# [WHAT TO DO]
• 1. Quote the transcript-analysis guidelines word for word, starting at "Before finalizing a" and ending at "translated metadata language?".
• 2. Continue the transcript-analysis guidelines from the point where they stop.

# [TEXT PASSAGE]
The job is incomplete if the final in-chat answer is primarily:

a short recap
an executive summary under the long-form minimum bar
a pointer to saved files
a topic list without cross-section synthesis
a chapter recap without evaluation, tensions, or implications
a clearer paraphrase of the source that still does not identify deeper logic, assumptions, or stakes

Creating transcript files does not reduce the obligation to provide a full in-chat analytical memo.

Bare URL Rule

If the user provides only a URL or media file without format instructions:

infer the output language using the Output Language rules above
default to the full long-form memo when the source itself is long-form
do not default to brevity

Not Sufficient For Completion

The following do not count as successful transcript acquisition:

show notes
chapter markers
episode descriptions
comments
internal IDs such as transcriptMediaId
evidence that a transcript may exist internally
partial visible transcript snippets

If only these are available, continue to media download and ASR fallback.

Required Checklist For Media URLs

Before finalizing a response for a media URL, verify all of the following:

Did I obtain a full transcript body?
If not, did I attempt media download or extraction?
If media download or extraction was possible, did I run ASR?
If I did not run ASR, is there a concrete blocker preventing media access?
Am I relying only on show notes, metadata, or comments? If yes, the workflow is not complete unless the user explicitly requested summary-only output.

Pre-Final Checklist

Before finalizing, verify all of the following:

Is the response written in the correct output language?
If the user message was only a bare URL or file, did I choose the source's dominant language rather than a translated metadata language?
Is the in-chat analysis above the long-form minimum bar when the source is long-form?
Did I explain the structure of the source, not just list topics?
Did I synthesize claims across multiple sections or chapters?
Did I include strengths, weaknesses, uncertainties, and implications?
Did I identify the source's central argument rather than merely its visible topics?
Did I explain what is genuinely insightful, contested, or strategically framed here, rather than just what was mentioned?
If someone read only my response, would they understand the deeper logic of the source rather than just its table of contents?
Am I relying on transcript files instead of the response body? If yes, expand the response.

References

Read references/workflow.md for the acquisition decision tree and output policy.

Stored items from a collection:

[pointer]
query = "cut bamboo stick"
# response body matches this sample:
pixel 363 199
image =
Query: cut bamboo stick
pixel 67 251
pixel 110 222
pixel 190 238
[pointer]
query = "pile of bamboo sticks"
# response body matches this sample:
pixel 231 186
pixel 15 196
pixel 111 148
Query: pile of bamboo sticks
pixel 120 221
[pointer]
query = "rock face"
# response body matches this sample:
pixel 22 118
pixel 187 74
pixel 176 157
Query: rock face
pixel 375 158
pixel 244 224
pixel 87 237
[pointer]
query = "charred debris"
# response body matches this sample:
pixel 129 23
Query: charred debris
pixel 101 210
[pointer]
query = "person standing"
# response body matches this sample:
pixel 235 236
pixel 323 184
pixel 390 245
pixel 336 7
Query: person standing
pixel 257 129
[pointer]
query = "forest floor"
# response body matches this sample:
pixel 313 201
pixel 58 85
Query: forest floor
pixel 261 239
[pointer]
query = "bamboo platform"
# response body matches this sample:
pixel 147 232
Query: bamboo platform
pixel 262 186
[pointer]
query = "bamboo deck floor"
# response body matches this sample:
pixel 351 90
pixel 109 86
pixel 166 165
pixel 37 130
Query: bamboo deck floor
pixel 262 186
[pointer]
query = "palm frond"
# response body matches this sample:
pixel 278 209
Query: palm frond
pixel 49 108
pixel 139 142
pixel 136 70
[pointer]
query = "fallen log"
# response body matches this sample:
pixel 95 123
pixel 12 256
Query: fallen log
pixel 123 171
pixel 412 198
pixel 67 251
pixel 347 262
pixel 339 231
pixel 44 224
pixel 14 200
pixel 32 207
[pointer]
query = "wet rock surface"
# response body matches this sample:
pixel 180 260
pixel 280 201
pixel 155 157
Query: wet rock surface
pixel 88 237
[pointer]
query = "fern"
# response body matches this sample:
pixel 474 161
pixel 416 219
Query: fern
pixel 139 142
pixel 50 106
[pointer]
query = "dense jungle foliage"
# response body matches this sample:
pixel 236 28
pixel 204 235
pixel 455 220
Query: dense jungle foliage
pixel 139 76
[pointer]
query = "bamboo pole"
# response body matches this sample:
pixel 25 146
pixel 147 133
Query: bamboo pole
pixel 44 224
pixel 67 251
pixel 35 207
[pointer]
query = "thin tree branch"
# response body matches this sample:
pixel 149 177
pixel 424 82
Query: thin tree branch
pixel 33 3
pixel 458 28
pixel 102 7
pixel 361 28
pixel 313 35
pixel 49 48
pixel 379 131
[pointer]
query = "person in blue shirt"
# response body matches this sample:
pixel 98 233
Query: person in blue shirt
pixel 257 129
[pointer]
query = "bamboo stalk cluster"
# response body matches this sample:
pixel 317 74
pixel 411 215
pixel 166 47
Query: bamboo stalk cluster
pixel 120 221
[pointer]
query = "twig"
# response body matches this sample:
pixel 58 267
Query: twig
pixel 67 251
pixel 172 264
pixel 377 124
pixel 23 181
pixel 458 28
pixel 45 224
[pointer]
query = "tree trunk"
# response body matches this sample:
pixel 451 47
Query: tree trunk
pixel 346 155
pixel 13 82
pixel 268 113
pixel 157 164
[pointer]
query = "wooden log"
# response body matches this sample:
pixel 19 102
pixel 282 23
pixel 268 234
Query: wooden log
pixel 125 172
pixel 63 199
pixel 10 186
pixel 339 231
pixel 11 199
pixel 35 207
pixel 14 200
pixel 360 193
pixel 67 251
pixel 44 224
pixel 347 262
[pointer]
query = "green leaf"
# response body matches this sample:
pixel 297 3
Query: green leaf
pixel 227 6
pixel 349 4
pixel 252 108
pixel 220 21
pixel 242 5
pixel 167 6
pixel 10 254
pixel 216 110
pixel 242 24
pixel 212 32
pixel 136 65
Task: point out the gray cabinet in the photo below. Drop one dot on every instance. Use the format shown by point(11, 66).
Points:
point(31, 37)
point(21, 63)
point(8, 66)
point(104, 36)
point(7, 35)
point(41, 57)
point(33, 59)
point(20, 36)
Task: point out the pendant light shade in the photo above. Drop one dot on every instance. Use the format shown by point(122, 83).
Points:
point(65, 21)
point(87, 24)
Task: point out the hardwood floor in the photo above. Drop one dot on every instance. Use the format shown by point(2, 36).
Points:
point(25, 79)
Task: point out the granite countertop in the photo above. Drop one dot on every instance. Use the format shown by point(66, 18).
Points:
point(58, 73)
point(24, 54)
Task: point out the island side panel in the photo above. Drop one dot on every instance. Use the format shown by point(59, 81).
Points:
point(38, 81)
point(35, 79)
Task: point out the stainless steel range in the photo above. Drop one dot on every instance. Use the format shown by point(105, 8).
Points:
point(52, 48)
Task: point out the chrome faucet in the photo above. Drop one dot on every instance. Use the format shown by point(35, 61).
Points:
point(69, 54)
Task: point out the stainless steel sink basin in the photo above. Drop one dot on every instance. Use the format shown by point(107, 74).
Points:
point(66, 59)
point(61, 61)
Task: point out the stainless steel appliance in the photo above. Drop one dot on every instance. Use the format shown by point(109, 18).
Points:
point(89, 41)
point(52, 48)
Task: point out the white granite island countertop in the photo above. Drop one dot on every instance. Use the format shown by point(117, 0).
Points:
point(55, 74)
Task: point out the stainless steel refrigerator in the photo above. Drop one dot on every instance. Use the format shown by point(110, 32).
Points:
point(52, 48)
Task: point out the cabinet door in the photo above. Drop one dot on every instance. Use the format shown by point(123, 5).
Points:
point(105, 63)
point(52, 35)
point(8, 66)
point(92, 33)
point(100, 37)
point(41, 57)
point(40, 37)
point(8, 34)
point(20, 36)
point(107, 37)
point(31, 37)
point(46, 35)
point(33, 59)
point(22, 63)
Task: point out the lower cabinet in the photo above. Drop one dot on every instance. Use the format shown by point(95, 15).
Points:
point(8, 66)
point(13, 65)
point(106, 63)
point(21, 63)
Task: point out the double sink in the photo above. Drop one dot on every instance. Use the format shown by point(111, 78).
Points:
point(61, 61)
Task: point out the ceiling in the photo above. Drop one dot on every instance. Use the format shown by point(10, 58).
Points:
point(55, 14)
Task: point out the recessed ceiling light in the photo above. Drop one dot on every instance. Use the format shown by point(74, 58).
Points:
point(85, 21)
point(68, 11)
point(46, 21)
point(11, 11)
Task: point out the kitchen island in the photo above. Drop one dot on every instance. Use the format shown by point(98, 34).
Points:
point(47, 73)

# [SOLVED PROBLEMS]
• 1.
Before finalizing a response for a media URL, verify all of the following:

Did I obtain a full transcript body?
If not, did I attempt media download or extraction?
If media download or extraction was possible, did I run ASR?
If I did not run ASR, is there a concrete blocker preventing media access?
Am I relying only on show notes, metadata, or comments? If yes, the workflow is not complete unless the user explicitly requested summary-only output.

Pre-Final Checklist

Before finalizing, verify all of the following:

Is the response written in the correct output language?
If the user message was only a bare URL or file, did I choose the source's dominant language rather than a translated metadata language?

• 2.
Read references/invocation-examples.md for reusable prompt templates.
Read references/transcript-cleaning.md when cleaning ASR-heavy transcripts.
Read references/speaker-segmentation.md when the content is multi-speaker.
Read references/insight-template.md before writing the final analysis.

Skill Layout

SKILL.md
- The routing logic and operating rules.
agents/openai.yaml
- UI-facing metadata only.
scripts/
- Deterministic local helpers for runtime bootstrap and transcription.
references/
- Guidance for cleanup, segmentation, output shape, and example invocations.
runtime/
- Skill-managed runtime state created on demand.
- bin/ for local executables
- models/ for ggml models
- cache/ for downloads and reusable fetches
- src/ for locally built tool sources when needed
- work/ for temporary files and smoke-test artifacts

Runtime Notes

This skill is designed to feel self-contained.
The first run may bootstrap local runtime dependencies into runtime/.
Prefer reusing the skill-local runtime after bootstrap instead of depending on ambient system state.
Prefer writing user-facing deliverables into the current workspace or a user-requested path, not into runtime/, unless the artifact is explicitly internal.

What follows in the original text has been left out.